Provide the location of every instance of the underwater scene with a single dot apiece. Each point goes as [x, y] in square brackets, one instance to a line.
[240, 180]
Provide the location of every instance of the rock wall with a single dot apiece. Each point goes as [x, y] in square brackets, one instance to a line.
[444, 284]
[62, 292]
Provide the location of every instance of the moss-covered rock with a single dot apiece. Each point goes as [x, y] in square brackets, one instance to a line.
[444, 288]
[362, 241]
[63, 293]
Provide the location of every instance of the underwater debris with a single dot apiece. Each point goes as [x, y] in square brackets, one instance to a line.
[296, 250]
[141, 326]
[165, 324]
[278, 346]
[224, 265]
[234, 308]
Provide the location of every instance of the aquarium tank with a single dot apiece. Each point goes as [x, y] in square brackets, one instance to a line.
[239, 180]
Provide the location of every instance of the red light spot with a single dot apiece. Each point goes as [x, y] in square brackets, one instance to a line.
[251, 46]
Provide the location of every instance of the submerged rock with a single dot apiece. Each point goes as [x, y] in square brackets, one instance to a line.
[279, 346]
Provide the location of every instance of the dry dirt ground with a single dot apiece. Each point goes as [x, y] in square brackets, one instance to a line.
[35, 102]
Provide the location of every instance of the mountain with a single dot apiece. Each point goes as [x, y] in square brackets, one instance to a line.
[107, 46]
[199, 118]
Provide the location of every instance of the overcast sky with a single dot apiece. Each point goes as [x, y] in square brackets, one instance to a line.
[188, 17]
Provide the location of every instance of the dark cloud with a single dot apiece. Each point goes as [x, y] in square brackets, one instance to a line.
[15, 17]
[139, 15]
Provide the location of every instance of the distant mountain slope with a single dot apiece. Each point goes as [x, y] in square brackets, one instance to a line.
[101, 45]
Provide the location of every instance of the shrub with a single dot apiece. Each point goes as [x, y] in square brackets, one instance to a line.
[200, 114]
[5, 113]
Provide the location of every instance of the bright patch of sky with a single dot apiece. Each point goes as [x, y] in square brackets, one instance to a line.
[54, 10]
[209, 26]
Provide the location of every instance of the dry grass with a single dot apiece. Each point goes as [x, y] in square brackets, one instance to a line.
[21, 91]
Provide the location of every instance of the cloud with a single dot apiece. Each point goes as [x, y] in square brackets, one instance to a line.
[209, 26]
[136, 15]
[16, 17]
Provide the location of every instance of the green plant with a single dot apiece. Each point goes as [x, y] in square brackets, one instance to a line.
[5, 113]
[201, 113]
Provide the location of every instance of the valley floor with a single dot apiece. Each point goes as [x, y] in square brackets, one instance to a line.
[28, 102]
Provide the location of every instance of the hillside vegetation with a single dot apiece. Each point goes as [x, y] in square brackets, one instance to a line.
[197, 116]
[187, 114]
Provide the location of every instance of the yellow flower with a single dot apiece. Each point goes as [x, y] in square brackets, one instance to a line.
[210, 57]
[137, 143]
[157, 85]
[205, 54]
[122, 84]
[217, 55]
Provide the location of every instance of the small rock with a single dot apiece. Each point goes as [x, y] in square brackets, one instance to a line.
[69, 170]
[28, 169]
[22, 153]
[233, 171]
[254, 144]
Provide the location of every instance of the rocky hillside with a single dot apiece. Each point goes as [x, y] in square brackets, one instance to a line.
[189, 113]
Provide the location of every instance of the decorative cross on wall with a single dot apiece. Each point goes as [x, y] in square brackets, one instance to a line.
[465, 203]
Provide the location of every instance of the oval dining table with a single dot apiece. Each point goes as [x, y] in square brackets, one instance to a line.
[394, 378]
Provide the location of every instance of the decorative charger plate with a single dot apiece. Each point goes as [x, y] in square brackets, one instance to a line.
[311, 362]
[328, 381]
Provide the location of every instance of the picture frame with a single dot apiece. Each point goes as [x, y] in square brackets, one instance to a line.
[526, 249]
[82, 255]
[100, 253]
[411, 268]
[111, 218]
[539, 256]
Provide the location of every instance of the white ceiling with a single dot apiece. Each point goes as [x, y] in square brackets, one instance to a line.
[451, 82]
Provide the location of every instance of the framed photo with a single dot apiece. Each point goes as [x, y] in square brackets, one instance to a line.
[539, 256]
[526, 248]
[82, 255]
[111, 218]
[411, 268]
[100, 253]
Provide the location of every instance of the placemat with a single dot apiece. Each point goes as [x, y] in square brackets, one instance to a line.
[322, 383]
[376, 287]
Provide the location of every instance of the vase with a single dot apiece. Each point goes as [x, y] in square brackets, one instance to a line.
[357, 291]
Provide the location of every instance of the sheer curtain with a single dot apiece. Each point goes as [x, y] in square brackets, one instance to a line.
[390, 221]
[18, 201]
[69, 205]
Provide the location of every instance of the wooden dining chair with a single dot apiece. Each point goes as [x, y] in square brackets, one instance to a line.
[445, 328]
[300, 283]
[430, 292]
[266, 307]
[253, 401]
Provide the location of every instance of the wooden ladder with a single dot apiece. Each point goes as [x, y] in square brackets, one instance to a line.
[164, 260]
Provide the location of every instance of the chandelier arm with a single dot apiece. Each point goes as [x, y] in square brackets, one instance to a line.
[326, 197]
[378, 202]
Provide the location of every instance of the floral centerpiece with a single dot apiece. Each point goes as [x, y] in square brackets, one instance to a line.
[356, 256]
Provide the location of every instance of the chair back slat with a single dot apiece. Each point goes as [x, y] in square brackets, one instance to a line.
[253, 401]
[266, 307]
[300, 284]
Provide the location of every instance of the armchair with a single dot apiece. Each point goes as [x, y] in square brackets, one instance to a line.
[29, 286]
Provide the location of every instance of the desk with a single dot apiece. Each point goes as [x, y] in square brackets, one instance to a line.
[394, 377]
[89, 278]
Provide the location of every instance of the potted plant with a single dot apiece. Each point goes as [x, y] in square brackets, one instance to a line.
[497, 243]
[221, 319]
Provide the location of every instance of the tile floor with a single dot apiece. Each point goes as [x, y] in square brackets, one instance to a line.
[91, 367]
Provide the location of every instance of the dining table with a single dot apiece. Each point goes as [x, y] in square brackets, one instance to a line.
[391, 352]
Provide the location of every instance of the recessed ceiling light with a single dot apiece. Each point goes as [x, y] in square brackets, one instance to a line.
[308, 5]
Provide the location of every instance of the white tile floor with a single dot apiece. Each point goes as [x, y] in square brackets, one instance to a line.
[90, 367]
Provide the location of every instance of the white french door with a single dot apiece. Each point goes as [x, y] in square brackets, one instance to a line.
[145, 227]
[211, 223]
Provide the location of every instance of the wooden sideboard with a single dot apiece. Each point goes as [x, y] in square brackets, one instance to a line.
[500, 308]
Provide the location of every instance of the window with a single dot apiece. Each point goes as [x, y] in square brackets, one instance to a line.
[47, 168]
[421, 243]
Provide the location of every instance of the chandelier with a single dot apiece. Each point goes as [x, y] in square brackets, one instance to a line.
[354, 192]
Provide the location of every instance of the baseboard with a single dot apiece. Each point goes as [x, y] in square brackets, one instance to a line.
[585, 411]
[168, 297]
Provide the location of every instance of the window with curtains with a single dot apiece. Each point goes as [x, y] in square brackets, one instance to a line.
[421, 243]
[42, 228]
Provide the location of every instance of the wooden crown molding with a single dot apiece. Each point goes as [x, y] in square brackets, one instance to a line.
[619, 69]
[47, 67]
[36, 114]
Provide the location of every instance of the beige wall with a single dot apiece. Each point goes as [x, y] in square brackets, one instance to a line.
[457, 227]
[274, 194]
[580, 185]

________________________

:: Task requirements ::
Repeat the data verbatim.

:: Task solution ::
Provide the location of every instance of the underwater scene with a single dot apiece. Each point goes as [x, y] in square brackets, one instance to a line.
[240, 180]
Provide the location of every instance of the rock wall with a single dot apiece. Each point goes as [x, y] in square brackets, one instance to a line.
[444, 284]
[62, 292]
Provide the location of every instance of the moss-covered rock with a single dot apiece. Each point goes as [x, y] in square brackets, one instance to a line.
[444, 288]
[362, 241]
[63, 293]
Provide the location of every instance of the underwater debris with a single dot apiece. Each point goes as [x, y] in square brackets, one instance to a line.
[296, 250]
[141, 326]
[165, 324]
[278, 346]
[224, 265]
[234, 308]
Provide the location of every instance of the aquarium tank with a single dot apiece. Each point goes as [x, y] in square brackets, one instance to a line.
[239, 180]
Provide the location of every instance of the red light spot with a single dot apiece. Each point goes as [x, y] in square brackets, one instance to a line.
[251, 46]
Provide the location of every instance of the submerged rock with a single dot apiece. Each point goes as [x, y] in square brackets, one instance to a line.
[279, 346]
Provide the location of every instance of the dry dirt ground with a single dot apiece. Each point goes as [x, y] in square brackets, one instance to a line.
[35, 102]
Provide the location of every instance of the mountain with a single dot apiece. Each point goes as [x, y] in square brackets, one instance to a line.
[107, 46]
[199, 118]
Provide the location of every instance of the overcast sky with a single dot apiece. Each point goes as [x, y] in square brackets, one instance to a line.
[188, 17]
Provide the location of every instance of the dark cloud with a single dot apiece. Each point goes as [x, y] in square brackets, one instance to a line.
[15, 17]
[139, 15]
Provide the location of every instance of the distant mountain slope with a single dot apiece. Each point goes as [x, y] in square brackets, one instance to a line.
[101, 45]
Provide the location of every instance of the shrub with a single dot apiece. Each point goes as [x, y] in square brackets, one instance to a line.
[200, 114]
[5, 113]
Provide the location of every instance of the bright patch of sky with a single dot apiece. Each point goes as [x, y] in square brackets, one instance to a line.
[54, 10]
[209, 26]
Provide the location of every instance of the dry grass with a single dot apiece. Each point goes as [x, y] in square brackets, one instance to a line.
[21, 91]
Provide the location of every instance of the cloud with a single dot apiece. Each point goes as [x, y] in square brackets, one instance to a line.
[209, 26]
[136, 15]
[16, 17]
Provide the location of every instance of the green plant with a single dot apiece. Each point goes as [x, y] in square brackets, one instance to a line.
[5, 113]
[201, 113]
Provide the location of every instance of the valley floor with a single dot apiece. Each point goes as [x, y] in square brackets, one instance to a line.
[28, 102]
Provide the location of every instance of the hillside vegetation with a single dot apiece. Each point goes as [x, y] in square brackets, one instance to a line.
[197, 116]
[187, 114]
Provide the location of every instance of the yellow flower with a single dot apiece. Each point goes as [x, y] in square brackets, one instance to a line.
[210, 57]
[137, 143]
[157, 85]
[205, 54]
[122, 84]
[217, 55]
Provide the location of every instance of the small rock with a single dot apiece. Each point goes as [x, y] in square brackets, one instance to a line.
[69, 170]
[28, 169]
[22, 153]
[233, 171]
[254, 144]
Provide the location of every instance of the rocky hillside with a single dot apiece. Each point goes as [x, y] in square brackets, one instance to a line.
[189, 113]
Provide the location of every instance of the decorative cross on wall with a single dot apiece. Each point goes as [x, y] in square brackets, one instance to a line.
[465, 203]
Provide the location of every instance of the oval dining table with a single dot apiece. Each point goes as [x, y] in square brackets, one instance to a line.
[394, 378]
Provide the location of every instance of the decorative charger plate with a single dot apiece. Each point goes as [x, y] in square brackets, one instance to a line.
[311, 362]
[328, 381]
Provide the location of every instance of the picture frame with a single dot apiece. Each point goes as [x, y] in square brackets, one instance to a line.
[526, 249]
[82, 255]
[100, 253]
[411, 268]
[111, 218]
[539, 256]
Provide the location of every instance of the white ceiling with a single dot apiece. Each point goes as [x, y] in square brackets, one instance to a line.
[451, 82]
Provide the location of every instance of the framed photo with a single dot apiece. Each point goes as [x, y] in square brackets, one instance to a line.
[539, 256]
[526, 248]
[82, 255]
[111, 218]
[411, 268]
[100, 253]
Provide the location of every instance of the placemat with a single dot apiece. Each point goes as [x, y] in square brackets, one instance to a line.
[322, 383]
[376, 287]
Provide the location of every instance of the vase with a single dot apiece. Each point goes as [x, y] in square brackets, one instance to a line.
[357, 291]
Provide the location of every instance of the sheer curtain with a single dot apiece. Each point goes as [x, y] in square brackets, one instance to a line.
[390, 221]
[18, 201]
[69, 205]
Provide the location of every instance of the wooden dining chair with a single dot apiece. Each point goes as [x, y] in square brackets, one instance to a line.
[445, 328]
[300, 283]
[430, 292]
[266, 307]
[253, 401]
Provide the location of every instance of the wooden ladder with a single dot apiece. Each point goes as [x, y] in square brackets, one instance to a line.
[164, 260]
Provide the location of every instance of the chandelier arm with a single dot apiece. Each point goes as [x, y] in square brackets, one instance to a line.
[326, 197]
[378, 202]
Provide the location of every instance of the floral centerpiece with a single dot apiece. Each point goes as [x, y] in square brackets, one instance to a line.
[356, 256]
Provide the location of every instance of the chair back slat with a single dot apiece. Each point goes as [x, y] in square brackets, one instance to a line.
[253, 401]
[266, 307]
[300, 284]
Provide the location of every instance of the armchair with a single dot apiece. Each point goes as [x, y] in square brackets, one instance to a line.
[29, 286]
Provide the location of every instance of the desk with a single dot apiece. Each point goes as [x, y] in square brackets, one instance to a line.
[394, 377]
[89, 278]
Provide the location of every instance of the potted plant with a single dot apiece. Each point goes as [x, y] in square brackets, one instance to a line.
[497, 243]
[221, 319]
Provide the location of every instance of the tile floor with a single dot apiece. Each point goes as [x, y] in square brackets, one instance to a line.
[91, 367]
Provide the location of every instance of the dining table with a single dot apiece. Each point goes as [x, y] in square brackets, one instance to a line.
[391, 352]
Provide the location of every instance of the recessed ceiling light with a single dot apiece. Each point goes as [x, y] in square brackets, one instance to a line.
[308, 5]
Provide the location of every instance of the white tile floor with a single dot apiece. Each point goes as [x, y] in square brackets, one instance to a line.
[90, 367]
Provide the location of every instance of the white french door with a single dot apiece. Each point goes as [x, y] in square brackets, one instance to a line.
[145, 227]
[211, 223]
Provide the location of every instance of the wooden sideboard with a single dot apiece. Each point goes as [x, y] in square brackets, one instance to a line.
[500, 308]
Provide the location of every instance of the window with a single dot apiece. Each point goes as [x, y] in square brackets, one instance to a line.
[47, 168]
[421, 243]
Provide the location of every instance of the chandelier with a single dot apiece. Each point goes as [x, y] in square brackets, one instance to a line.
[354, 192]
Provide the location of every instance of the baseboard with a single dot apiece. Each point goes as [x, y] in square brackets, one instance to a line.
[585, 411]
[168, 297]
Provide the location of every instance of the window with curtains with a single dot apiece. Each point goes as [x, y] in square brackets, one instance to a line.
[421, 243]
[42, 228]
Provide the location of every instance of the wooden crown molding with a single dot apiece. Each point goes as [x, y] in square brackets, one instance to a line.
[619, 69]
[47, 67]
[36, 114]
Provide the location of every instance of the beige wall with a single dot apiece. Each point goes as [x, y] in square brackets, one instance to a line.
[457, 227]
[274, 194]
[580, 185]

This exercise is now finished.